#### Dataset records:
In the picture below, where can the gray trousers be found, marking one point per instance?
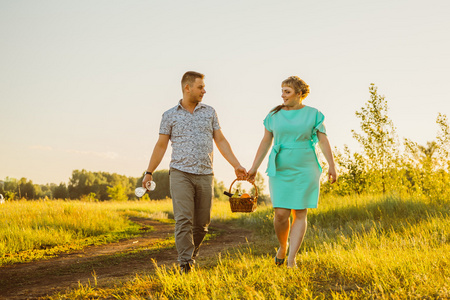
(192, 203)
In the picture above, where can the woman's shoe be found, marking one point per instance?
(279, 261)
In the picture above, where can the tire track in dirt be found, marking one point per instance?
(112, 262)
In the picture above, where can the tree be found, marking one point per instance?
(379, 142)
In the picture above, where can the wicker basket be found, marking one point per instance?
(243, 204)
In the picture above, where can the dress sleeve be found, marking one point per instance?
(318, 126)
(268, 122)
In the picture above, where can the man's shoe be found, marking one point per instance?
(186, 268)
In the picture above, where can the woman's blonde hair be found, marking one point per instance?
(298, 85)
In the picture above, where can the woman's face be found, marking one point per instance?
(289, 96)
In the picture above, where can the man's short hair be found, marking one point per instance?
(189, 78)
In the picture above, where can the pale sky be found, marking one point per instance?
(83, 84)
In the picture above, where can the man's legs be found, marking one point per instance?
(182, 191)
(203, 206)
(192, 202)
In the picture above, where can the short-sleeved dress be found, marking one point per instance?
(293, 169)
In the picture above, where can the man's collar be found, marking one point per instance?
(199, 105)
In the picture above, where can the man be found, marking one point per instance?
(191, 126)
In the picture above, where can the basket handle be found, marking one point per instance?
(256, 189)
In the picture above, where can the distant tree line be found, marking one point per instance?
(97, 186)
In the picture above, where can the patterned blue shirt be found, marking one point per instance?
(192, 137)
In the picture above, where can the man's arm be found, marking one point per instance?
(157, 156)
(225, 149)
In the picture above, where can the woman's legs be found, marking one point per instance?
(282, 226)
(298, 230)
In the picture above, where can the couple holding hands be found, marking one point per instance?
(293, 168)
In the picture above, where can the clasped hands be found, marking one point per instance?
(242, 174)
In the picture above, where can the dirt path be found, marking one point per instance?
(112, 262)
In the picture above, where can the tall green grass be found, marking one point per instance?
(366, 247)
(31, 230)
(361, 247)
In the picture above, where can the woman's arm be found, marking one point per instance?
(264, 147)
(324, 145)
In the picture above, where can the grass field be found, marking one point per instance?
(367, 247)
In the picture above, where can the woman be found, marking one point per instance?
(293, 167)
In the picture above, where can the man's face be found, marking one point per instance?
(197, 90)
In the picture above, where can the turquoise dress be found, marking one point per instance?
(293, 169)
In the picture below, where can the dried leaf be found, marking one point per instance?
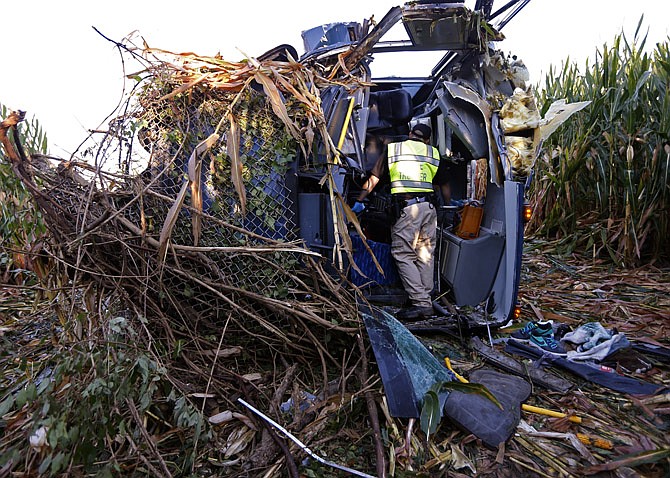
(236, 166)
(277, 102)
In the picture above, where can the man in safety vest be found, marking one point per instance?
(412, 166)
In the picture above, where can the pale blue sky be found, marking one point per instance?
(58, 69)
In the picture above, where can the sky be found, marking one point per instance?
(58, 69)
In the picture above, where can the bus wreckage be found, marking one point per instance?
(253, 168)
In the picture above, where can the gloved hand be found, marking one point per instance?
(358, 207)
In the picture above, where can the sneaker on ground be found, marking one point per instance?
(547, 343)
(537, 328)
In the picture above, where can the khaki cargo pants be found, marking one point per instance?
(412, 247)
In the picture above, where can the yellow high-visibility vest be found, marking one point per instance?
(412, 166)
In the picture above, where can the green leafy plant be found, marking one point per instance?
(602, 185)
(21, 224)
(431, 412)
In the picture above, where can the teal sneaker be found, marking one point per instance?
(547, 343)
(537, 328)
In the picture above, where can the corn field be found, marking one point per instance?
(602, 185)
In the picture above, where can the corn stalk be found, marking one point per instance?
(602, 185)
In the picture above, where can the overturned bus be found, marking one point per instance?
(485, 125)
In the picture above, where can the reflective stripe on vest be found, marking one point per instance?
(412, 166)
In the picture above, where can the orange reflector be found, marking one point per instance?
(527, 212)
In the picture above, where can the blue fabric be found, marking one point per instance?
(358, 207)
(364, 261)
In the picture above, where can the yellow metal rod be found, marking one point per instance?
(525, 407)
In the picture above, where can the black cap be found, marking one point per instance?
(421, 130)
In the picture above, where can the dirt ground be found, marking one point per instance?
(619, 434)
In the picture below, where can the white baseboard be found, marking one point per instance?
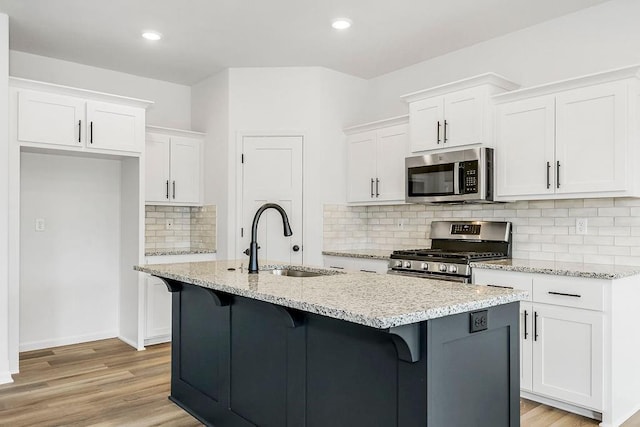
(57, 342)
(562, 405)
(132, 343)
(5, 378)
(157, 340)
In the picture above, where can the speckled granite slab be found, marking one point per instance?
(377, 300)
(160, 252)
(361, 253)
(593, 271)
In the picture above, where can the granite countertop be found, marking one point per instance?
(160, 252)
(377, 300)
(593, 271)
(360, 253)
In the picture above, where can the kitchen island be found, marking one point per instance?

#### GOAL OF THE EXERCISE:
Write out the data precisely as given, excluding the pictures.

#### COMPLETE ANSWER:
In the picture below, where can the gray trousers be found, marking one point per instance?
(192, 203)
In the picture above, where can the woman's shoe be found, marking one point per instance?
(279, 261)
In the picture above, where can the tire track in dirt be found, marking one point per instance?
(112, 262)
In the picture above, where can the tree be found, marking one point per instance?
(379, 142)
In the picture above, where can the wicker basket be found, marking one point per instance?
(243, 204)
In the picture above, where can the dress sleeve be found, marking one point per instance?
(318, 126)
(268, 122)
In the picture above, where can the man's shoe be found, marking one point per instance?
(186, 268)
In the picture above, where can the woman's blonde hair be found, marking one point per instance?
(298, 85)
In the picture above, where can the woman's face be found, marking one point per instance?
(289, 96)
In the picture above, where can the man's short hair be found, marking one point per instance?
(189, 78)
In the picture above, where can the pale sky be found, marking one point per instance?
(83, 84)
In the picture above, where can the man's legs be found, marking one point per instance?
(182, 191)
(203, 206)
(192, 202)
In the picture above, where can the short-sleeved dress be found, marking one point per instance?
(293, 169)
In the picture above, where can the man's collar be found, marking one point per instance?
(199, 105)
In the picture above, where can the man be found, marking one point per instance?
(191, 126)
In the picture above, where can the basket handle be found, marking one point per instance?
(256, 189)
In the picture above, where can the distant tree line be found, marking one point per instance?
(97, 186)
In the picture above, where can the patterned blue shirt be found, marking one point per instance?
(192, 137)
In the picture above, where can the man's arm be found, marking one point per instance?
(157, 156)
(225, 149)
In the picture above, where can the woman's legs be found, marking one point per instance?
(282, 226)
(298, 230)
In the picture above, where can the couple holding hands be found, marking one point per instance?
(293, 168)
In the picture above, where can the clasped hands be found, marking one point per instance?
(242, 174)
In the picture above, where can the dirt path be found, marking one point per instance?
(112, 262)
In the picture above, where can the tall green grass be found, marking one point per instance?
(366, 247)
(31, 230)
(361, 247)
In the picture above, where can the woman's arm be found, marking one point per instance?
(264, 147)
(324, 145)
In the picture above, where can the grass field be found, marking one point per instance?
(367, 247)
In the picture above, where can the woman be found, marking one point per instance?
(293, 167)
In the picture above, where can the man's face be found, marking one point per instance?
(197, 90)
In the picture above, where can the turquoise dress be found, marking one point per instance?
(293, 169)
In the picture below, where can the dried leaf be found, marking one point per instance?
(236, 166)
(277, 102)
In the picture above, where can the man in safety vest be found, marking one point per instance?
(412, 166)
In the picture above, where can the pale blue sky be found, marking one point per instance?
(58, 69)
In the picture above, where can the sky be found, marking one point per instance?
(58, 69)
In the picture above, where can the bus wreckage be found, marking one point per instance?
(253, 168)
In the picture above, where can the gloved hand be found, marking one point per instance?
(358, 207)
In the picture above, where can the sneaker on ground be found, marking one point per instance?
(547, 343)
(537, 328)
In the picture above, where can the khaki cargo pants be found, marking one point per instance?
(412, 247)
In the picture above, where can the yellow high-visibility vest be found, marking one point per instance?
(412, 166)
In the picture above, where can the green leafy plant be found, marking one point per instance?
(602, 185)
(21, 224)
(431, 412)
In the picture above, where can the teal sneaker be found, marking one point per instance?
(547, 343)
(537, 328)
In the picture above, where can the corn field be found, marking one point per instance?
(602, 185)
In the picture above, where can the corn stalk be found, marking one point per instance?
(602, 185)
In the picture above, where can the overturned bus be found, marking one point per instance?
(485, 125)
In the picture above, where can the reflective stripe on vest be found, marking one point per instance?
(412, 166)
In the picture above, where can the orange reflector be found, marking one point per instance?
(527, 212)
In the picture above, where can the blue fabric be found, marking one point per instance?
(358, 207)
(364, 261)
In the picture above, where can the yellow metal rod be found, marking one point per instance?
(525, 407)
In the picture above, where can the black cap be found, marking one point per instance?
(421, 130)
In the picture above, where can the dirt ground be found, marking one point per instance?
(619, 434)
In the picture below, where can the white baseboard be found, marking one point per instance?
(57, 342)
(562, 405)
(132, 343)
(5, 378)
(157, 340)
In the picture above, where can the speckled granite slab be found, marking one point per instance?
(377, 300)
(160, 252)
(361, 253)
(593, 271)
In the picture above, where can the granite countertop be found, marking one point per instance?
(160, 252)
(377, 300)
(593, 271)
(360, 253)
In the picture above, where can the kitchen island be found, marking one point per instance?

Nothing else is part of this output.